The bipartisan Coronavirus Aid, Relief, and Economic Security (CARES) Act enacted in March allowed corporations to carry back net operating losses (NOLs) incurred in 2018, 2019, and 2020 back five years. It also allowed businesses organized as passthrough entities to use NOLs to offset against non-business income.

These provisions were designed to help workers by ensuring businesses had cash to meet expenses and make payroll. This legislation was also supported unanimously by Democrats in the House and Senate.

Pelosi and House Democrats are now trying to retroactively reverse this policy and restrict net operating losses.

The Pelosi bill contains several restrictions. First, it prevents any businesses from carrying back losses before 2018.

This would mean 2018 losses could not be carried back at all, 2019 losses could be carried back just one year (to 2018) and 2020 losses could be carried back just two years (2018 and 2019). The CARES Act provision allowing passthroughs to offset business losses against non-business income would also be suspended.

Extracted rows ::
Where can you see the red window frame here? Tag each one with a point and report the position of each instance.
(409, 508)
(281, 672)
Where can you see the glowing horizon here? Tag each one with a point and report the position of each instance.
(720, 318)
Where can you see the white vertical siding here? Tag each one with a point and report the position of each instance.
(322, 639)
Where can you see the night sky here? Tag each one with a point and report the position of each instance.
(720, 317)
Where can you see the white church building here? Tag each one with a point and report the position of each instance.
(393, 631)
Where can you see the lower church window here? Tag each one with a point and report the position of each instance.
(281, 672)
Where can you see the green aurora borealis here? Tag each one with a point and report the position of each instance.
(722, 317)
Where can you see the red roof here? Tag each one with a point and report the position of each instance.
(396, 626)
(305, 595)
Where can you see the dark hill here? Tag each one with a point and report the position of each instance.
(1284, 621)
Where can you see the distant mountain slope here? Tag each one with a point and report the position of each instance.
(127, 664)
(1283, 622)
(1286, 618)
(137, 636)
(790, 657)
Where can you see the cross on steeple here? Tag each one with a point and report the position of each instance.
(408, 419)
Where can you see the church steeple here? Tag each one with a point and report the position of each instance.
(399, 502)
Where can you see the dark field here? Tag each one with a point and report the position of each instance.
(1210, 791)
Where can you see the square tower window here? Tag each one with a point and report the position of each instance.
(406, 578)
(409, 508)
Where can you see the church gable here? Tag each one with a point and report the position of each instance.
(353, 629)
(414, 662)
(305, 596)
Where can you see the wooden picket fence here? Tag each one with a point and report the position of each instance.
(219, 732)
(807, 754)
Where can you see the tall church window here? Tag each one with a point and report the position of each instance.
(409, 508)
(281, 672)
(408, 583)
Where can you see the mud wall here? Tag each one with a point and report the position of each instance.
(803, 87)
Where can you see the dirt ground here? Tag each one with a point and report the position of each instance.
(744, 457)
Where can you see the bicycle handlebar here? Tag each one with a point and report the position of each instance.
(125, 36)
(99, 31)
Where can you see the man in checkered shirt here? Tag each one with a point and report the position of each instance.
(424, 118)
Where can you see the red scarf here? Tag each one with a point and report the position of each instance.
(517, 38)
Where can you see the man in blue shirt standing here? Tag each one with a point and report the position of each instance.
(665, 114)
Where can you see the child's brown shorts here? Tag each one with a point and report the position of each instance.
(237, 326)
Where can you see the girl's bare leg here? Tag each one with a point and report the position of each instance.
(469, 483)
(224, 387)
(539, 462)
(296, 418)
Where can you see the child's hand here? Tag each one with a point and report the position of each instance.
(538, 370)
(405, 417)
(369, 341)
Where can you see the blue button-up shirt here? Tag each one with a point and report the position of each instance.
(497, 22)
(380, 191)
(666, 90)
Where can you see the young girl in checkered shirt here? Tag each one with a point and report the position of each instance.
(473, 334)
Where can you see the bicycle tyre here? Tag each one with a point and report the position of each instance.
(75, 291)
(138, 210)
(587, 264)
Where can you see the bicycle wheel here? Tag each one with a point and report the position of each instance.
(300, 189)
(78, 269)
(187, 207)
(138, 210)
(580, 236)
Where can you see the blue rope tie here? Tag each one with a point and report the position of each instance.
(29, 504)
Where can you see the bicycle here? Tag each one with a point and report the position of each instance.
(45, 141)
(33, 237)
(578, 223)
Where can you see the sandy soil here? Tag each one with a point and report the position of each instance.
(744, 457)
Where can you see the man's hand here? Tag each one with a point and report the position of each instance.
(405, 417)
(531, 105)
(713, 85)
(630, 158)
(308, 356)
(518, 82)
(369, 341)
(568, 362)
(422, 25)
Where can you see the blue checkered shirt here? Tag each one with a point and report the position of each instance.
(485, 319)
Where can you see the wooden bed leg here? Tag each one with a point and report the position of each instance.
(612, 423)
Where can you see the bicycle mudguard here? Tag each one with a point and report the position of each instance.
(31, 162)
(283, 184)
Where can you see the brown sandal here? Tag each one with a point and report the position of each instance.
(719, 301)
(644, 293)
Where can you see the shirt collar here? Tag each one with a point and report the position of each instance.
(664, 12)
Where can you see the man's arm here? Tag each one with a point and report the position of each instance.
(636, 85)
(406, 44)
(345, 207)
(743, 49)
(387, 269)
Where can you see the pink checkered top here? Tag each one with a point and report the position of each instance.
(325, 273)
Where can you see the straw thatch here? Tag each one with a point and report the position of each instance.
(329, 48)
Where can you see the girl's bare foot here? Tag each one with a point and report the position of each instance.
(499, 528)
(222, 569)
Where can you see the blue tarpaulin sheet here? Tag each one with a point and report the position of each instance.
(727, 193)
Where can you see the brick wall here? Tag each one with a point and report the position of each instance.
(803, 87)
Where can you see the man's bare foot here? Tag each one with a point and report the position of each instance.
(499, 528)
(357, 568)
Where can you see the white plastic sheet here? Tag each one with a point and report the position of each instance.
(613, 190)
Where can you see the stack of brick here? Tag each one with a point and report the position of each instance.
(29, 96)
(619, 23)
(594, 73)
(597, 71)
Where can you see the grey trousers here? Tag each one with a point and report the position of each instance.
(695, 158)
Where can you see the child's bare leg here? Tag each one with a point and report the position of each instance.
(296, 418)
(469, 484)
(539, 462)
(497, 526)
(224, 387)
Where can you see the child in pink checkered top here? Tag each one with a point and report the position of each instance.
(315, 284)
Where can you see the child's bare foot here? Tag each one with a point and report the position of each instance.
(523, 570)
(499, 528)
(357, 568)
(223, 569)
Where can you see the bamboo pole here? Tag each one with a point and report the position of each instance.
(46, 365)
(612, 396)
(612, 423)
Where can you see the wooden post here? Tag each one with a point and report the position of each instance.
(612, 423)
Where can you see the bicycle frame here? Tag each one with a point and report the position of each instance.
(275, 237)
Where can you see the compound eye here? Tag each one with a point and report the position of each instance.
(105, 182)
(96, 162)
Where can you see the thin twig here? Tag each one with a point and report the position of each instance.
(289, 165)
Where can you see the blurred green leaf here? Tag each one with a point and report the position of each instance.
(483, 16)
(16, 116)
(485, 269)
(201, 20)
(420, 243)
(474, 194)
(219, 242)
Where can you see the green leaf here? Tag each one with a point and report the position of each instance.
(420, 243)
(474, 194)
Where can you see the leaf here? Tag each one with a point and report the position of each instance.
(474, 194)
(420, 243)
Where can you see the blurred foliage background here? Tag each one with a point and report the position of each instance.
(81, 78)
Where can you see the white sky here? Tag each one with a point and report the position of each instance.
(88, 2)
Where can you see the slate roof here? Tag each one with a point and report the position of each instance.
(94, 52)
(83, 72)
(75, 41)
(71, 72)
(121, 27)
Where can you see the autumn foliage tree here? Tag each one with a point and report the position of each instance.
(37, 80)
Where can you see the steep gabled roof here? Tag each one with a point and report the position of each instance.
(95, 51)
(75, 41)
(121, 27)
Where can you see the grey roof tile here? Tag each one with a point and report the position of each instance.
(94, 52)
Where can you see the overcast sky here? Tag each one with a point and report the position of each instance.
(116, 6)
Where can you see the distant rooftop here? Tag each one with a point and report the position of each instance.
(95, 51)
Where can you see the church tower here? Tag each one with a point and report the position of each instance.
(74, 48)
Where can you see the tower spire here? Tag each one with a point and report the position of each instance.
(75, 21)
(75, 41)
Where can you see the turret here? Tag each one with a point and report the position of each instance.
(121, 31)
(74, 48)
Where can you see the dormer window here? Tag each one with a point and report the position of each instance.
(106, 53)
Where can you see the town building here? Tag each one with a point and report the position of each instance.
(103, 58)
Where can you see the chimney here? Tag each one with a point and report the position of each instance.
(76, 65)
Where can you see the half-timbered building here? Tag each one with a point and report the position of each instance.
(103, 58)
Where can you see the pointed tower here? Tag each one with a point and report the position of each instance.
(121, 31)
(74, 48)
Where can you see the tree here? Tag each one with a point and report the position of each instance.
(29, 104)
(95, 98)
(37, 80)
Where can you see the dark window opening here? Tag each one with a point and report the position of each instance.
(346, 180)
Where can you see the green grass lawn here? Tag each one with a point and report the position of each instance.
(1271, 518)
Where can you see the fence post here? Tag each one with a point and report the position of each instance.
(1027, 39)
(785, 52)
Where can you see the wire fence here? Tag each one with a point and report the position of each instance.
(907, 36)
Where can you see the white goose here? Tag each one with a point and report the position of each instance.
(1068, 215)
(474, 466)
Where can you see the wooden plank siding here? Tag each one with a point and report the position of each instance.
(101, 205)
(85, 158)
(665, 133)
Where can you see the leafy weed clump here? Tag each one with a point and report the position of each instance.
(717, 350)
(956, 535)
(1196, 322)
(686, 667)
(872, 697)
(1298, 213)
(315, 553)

Activities ::
1. Answer these questions from the net operating loss passage:
(a) How many years back did the CARES Act let corporations carry net operating losses from 2018, 2019, and 2020?
(b) How did Democrats in the House and Senate vote on that legislation?
(c) Under the Pelosi bill, which years could 2020 losses be carried back to?
2. Carry the net operating loss passage forward, starting right after its last sentence.
The rows have nothing to do with what you're asked here.

Task-by-task results ::
1.
(a) Five years.
(b) They supported it unanimously.
(c) 2018 and 2019.

2.
In addition, the Pelosi bill prohibits businesses from taking NOLs if they make “excessive” stock buybacks and dividend payments. This restriction is triggered if the total amount of dividends and repurchased shares since 2018 exceeds 5 percent of the value of the stock in the last day of any taxable year. The average annual dividend yield of a S&P 500 company is around 2 percent so this threshold can easily be triggered by dividend payments alone.

Finally, the bill denies carrybacks if a company triggers section 162(m) or 280(g) – provisions that limit the ability of businesses to deduct compensation payments to executives.

These provisions are all effective retroactive to enactment of the CARES Act.

There is nothing controversial about expanding net operating loss carrybacks. Variants of this proposal have been enacted into law repeatedly over the past 20 years by Republican and Democrat presidents. For instance:

President Obama even highlighted NOL expansion as a “fiscally responsible economic kick-start,” in a 2009 press release:

“The Economic Recovery Act included a provision that allowed small businesses to count their losses this year against the taxes they paid in previous years. “Today, the President extended that benefit for an additional year and expanded it to medium and large businesses as well. Business losses incurred in 2008 or 2009 can now be used to recoup taxes paid in the prior five years. This provision is a fiscally responsible economic kick-start, putting $33 billion of tax cuts in the hands of businesses this year when they need it most, while enabling Treasury to recoup the majority of that funding in the coming years as these businesses regain their strength and resume paying taxes.”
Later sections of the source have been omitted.